**TASK GOAL**:
Output all of the records exactly as written.

**EXTRACTED DATA**:

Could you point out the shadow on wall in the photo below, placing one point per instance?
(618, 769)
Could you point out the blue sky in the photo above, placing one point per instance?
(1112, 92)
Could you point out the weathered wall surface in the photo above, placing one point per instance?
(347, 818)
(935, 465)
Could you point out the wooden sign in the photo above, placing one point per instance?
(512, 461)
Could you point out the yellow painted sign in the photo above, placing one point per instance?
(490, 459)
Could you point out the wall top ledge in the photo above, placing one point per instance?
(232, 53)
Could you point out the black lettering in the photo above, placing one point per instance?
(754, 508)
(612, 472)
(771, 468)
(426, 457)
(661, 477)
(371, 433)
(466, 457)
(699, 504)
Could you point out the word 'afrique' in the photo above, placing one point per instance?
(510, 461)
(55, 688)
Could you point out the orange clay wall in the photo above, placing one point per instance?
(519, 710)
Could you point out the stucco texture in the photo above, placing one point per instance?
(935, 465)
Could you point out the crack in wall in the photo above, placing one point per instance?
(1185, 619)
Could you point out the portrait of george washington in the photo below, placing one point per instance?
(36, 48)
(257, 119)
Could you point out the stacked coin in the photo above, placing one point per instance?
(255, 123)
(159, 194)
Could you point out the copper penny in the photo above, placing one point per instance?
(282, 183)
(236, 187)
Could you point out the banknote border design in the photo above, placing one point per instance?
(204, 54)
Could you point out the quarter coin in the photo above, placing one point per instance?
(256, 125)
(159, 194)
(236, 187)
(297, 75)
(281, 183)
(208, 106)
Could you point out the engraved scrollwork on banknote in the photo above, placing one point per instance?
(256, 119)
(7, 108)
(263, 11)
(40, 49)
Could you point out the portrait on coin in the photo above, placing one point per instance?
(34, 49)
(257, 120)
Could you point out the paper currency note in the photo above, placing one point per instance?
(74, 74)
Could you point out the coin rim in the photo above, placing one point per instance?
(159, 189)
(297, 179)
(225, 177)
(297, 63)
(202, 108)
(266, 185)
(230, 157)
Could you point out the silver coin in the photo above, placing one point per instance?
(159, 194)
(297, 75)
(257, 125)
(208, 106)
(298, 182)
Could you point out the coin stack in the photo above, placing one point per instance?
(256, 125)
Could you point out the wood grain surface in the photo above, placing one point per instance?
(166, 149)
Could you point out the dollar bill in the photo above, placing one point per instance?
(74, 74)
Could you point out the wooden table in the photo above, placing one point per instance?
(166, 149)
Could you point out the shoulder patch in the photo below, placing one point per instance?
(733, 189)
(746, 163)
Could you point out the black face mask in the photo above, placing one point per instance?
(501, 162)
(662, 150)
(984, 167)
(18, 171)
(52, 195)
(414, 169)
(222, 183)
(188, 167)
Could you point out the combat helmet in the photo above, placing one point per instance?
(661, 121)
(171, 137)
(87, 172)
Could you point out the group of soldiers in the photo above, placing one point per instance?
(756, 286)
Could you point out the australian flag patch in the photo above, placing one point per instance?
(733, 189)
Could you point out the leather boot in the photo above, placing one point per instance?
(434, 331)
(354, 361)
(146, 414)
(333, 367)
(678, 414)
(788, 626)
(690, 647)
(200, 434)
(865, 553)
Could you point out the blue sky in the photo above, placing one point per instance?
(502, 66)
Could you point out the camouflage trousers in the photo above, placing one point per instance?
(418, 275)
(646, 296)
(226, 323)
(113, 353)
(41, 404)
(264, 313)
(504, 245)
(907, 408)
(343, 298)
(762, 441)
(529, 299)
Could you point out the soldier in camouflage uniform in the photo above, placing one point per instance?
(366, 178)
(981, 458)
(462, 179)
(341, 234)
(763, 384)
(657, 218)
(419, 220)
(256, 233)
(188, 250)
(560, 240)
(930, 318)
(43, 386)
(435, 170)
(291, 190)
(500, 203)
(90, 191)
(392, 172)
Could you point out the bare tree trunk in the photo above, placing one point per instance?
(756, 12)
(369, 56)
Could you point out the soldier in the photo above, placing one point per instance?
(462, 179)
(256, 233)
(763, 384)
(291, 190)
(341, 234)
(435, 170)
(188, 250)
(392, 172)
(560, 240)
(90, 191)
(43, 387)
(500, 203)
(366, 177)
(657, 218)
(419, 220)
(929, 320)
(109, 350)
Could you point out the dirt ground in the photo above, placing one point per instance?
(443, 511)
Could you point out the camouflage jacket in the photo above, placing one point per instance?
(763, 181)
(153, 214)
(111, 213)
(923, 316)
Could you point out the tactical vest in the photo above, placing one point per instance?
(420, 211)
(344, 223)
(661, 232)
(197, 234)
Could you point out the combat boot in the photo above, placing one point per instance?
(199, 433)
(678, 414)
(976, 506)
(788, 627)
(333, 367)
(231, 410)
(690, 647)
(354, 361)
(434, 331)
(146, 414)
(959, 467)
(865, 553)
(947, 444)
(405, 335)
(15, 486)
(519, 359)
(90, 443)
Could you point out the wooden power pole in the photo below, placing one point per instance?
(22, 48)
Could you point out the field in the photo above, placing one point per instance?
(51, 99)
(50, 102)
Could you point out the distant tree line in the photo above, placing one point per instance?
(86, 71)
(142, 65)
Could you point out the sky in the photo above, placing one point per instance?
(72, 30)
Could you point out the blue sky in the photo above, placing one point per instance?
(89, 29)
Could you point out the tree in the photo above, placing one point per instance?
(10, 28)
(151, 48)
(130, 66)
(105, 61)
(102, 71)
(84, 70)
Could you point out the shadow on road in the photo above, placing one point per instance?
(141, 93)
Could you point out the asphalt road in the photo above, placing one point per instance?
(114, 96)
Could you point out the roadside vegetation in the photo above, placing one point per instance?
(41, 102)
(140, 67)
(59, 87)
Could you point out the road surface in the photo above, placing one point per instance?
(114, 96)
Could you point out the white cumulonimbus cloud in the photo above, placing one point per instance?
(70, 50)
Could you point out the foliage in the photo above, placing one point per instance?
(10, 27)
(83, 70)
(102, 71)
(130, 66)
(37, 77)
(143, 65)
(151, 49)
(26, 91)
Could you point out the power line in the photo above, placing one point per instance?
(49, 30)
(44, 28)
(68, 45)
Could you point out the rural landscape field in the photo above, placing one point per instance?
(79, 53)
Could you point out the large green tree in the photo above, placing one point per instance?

**RESULT**:
Could you point out the shadow on wall in the photo below, placing one point per instance?
(618, 769)
Could you point out the blue sky in the photo above, placing one point per instance?
(1112, 92)
Could you point out the weathered wall surface in the photo above, placing one point per instance?
(347, 818)
(935, 465)
Could you point out the wooden sign in the photo above, placing one point per instance?
(512, 461)
Could you point out the yellow painted sign in the photo above, placing one point per instance?
(490, 459)
Could you point out the wall top ledge in the photo above, placing one point per instance?
(232, 53)
Could you point out the black lettering in the photo above, placing one point per instance?
(754, 508)
(612, 472)
(771, 468)
(426, 457)
(661, 477)
(371, 433)
(466, 457)
(699, 504)
Could you point out the word 'afrique' in the photo above, placing one point per instance?
(510, 461)
(55, 688)
Could you point out the orange clay wall in the photo above, placing one point per instance?
(519, 710)
Could you point out the stucco texture in the photo above, placing one point per instance?
(935, 465)
Could you point out the crack in wall in the photo above, placing one point per instance?
(1185, 619)
Could you point out the portrait of george washington in the photo below, placing one point per instance?
(36, 48)
(257, 119)
Could you point out the stacked coin in the photo above, placing one point per instance?
(255, 123)
(159, 194)
Could you point out the copper penny in the photo above, placing one point per instance?
(282, 183)
(236, 187)
Could you point out the banknote border design in the photo above, placing one point per instance?
(204, 54)
Could you point out the quarter coin in the photo above, placing one point per instance?
(256, 125)
(159, 194)
(236, 187)
(297, 75)
(281, 183)
(208, 106)
Could you point out the engraved scrollwork on banknote in the photo above, placing one point per instance?
(256, 119)
(7, 108)
(263, 11)
(40, 49)
Could you point out the portrait on coin in the photo above, placing one point per instance?
(34, 49)
(257, 120)
Could you point out the paper currency note in the photo above, placing one point per instance?
(74, 74)
Could you point out the coin rim in the photo above, placing one point per instance?
(159, 189)
(297, 179)
(225, 177)
(297, 63)
(202, 108)
(266, 185)
(230, 157)
Could you point out the silver coin in the photo above, placing one point per instance?
(159, 194)
(297, 75)
(257, 125)
(208, 106)
(298, 182)
Could you point out the coin stack in the photo above, placing one point per instance?
(256, 125)
Could you point out the wood grain surface in the photo above, placing one point per instance?
(166, 149)
Could you point out the dollar bill in the photo above, placing one point per instance?
(74, 74)
Could you point out the wooden table in the photo above, placing one point per instance?
(166, 149)
Could you point out the shoulder patch in the photo below, placing one point per instance?
(733, 189)
(746, 163)
Could you point out the black face mask in the photo above, placing one point per instance?
(501, 162)
(662, 150)
(984, 167)
(18, 171)
(52, 195)
(414, 169)
(222, 183)
(188, 167)
Could you point out the combat helmet in the photo above, placing one point per instance?
(661, 121)
(171, 137)
(87, 172)
Could you point out the group of soldiers in the photo above, placing one point per instance?
(756, 286)
Could you point out the australian flag patch in the photo above, placing one point per instance?
(733, 189)
Could you point out the leather boot in the photo above, placing one point per instance?
(434, 331)
(354, 361)
(146, 414)
(333, 367)
(678, 414)
(788, 626)
(690, 647)
(200, 434)
(865, 553)
Could you point out the blue sky in the photo above, placing one point per instance?
(502, 66)
Could you point out the camouflage trousers in the photo above, placing one point per instance?
(418, 275)
(646, 296)
(226, 323)
(113, 353)
(41, 404)
(264, 313)
(504, 245)
(907, 408)
(343, 298)
(762, 441)
(529, 299)
Could you point out the soldier in camouflage uniform in the photo above, placing one point per instance?
(366, 178)
(981, 458)
(462, 179)
(341, 234)
(763, 384)
(657, 218)
(419, 220)
(256, 233)
(188, 250)
(560, 240)
(930, 318)
(43, 386)
(435, 170)
(291, 190)
(500, 203)
(90, 191)
(392, 172)
Could you point out the bare tree trunk in the photo above, placing one point per instance?
(756, 12)
(369, 56)
Could you point out the soldier in the photo above, placing one point per instance?
(462, 179)
(256, 233)
(763, 384)
(291, 190)
(341, 234)
(435, 170)
(188, 250)
(392, 172)
(560, 240)
(90, 191)
(43, 387)
(500, 203)
(366, 177)
(657, 218)
(419, 220)
(929, 320)
(109, 350)
Could you point out the dirt ground in the photo above, placing one point per instance?
(443, 511)
Could you point out the camouflage jacket in the photo above, placing one point per instance?
(763, 181)
(153, 214)
(111, 213)
(923, 316)
Could you point out the tactical vest in the photo above, placing one point per instance?
(420, 211)
(344, 223)
(661, 232)
(197, 234)
Could you point out the combat boot in the photo above, placing one point per instance?
(199, 433)
(678, 414)
(976, 506)
(788, 627)
(333, 367)
(231, 410)
(690, 647)
(354, 361)
(434, 331)
(146, 414)
(959, 467)
(865, 553)
(947, 444)
(405, 335)
(15, 486)
(519, 359)
(90, 443)
Could you point out the wooden power pole in the photo below, placing one point per instance?
(22, 48)
Could you point out the field in the photo above, placing one point per instance?
(51, 99)
(50, 102)
Could you point out the distant tree line in the photo above, placing one point per instance?
(86, 71)
(142, 65)
Could you point out the sky in the photo above, placing one point per instance?
(72, 30)
Could you point out the blue sky in the photo above, placing one point per instance?
(89, 29)
Could you point out the tree in the photo above, placing one point per instance?
(10, 28)
(151, 48)
(130, 66)
(105, 61)
(102, 71)
(84, 70)
Could you point out the shadow on road in the photo above, placing one point per instance?
(141, 93)
Could you point out the asphalt road in the photo above, placing one point per instance?
(114, 96)
Could you point out the roadside vegetation in the photo above, placing one point per instance?
(41, 102)
(140, 67)
(59, 87)
Could you point out the road surface in the photo above, placing one point per instance?
(114, 96)
Could you point out the white cumulonimbus cloud in the photo above, placing one point per instance?
(70, 50)
Could you point out the foliage in the photo above, placing one point per instance?
(10, 27)
(83, 70)
(102, 71)
(130, 66)
(37, 77)
(143, 65)
(151, 49)
(26, 91)
Could you point out the power line in the photo above, placing one point per instance?
(49, 30)
(44, 28)
(68, 45)
Could you point out the rural landscape field in the photo above, placing one point per instance?
(79, 53)
Could you point out the large green tree in the photo above, placing one point per instance?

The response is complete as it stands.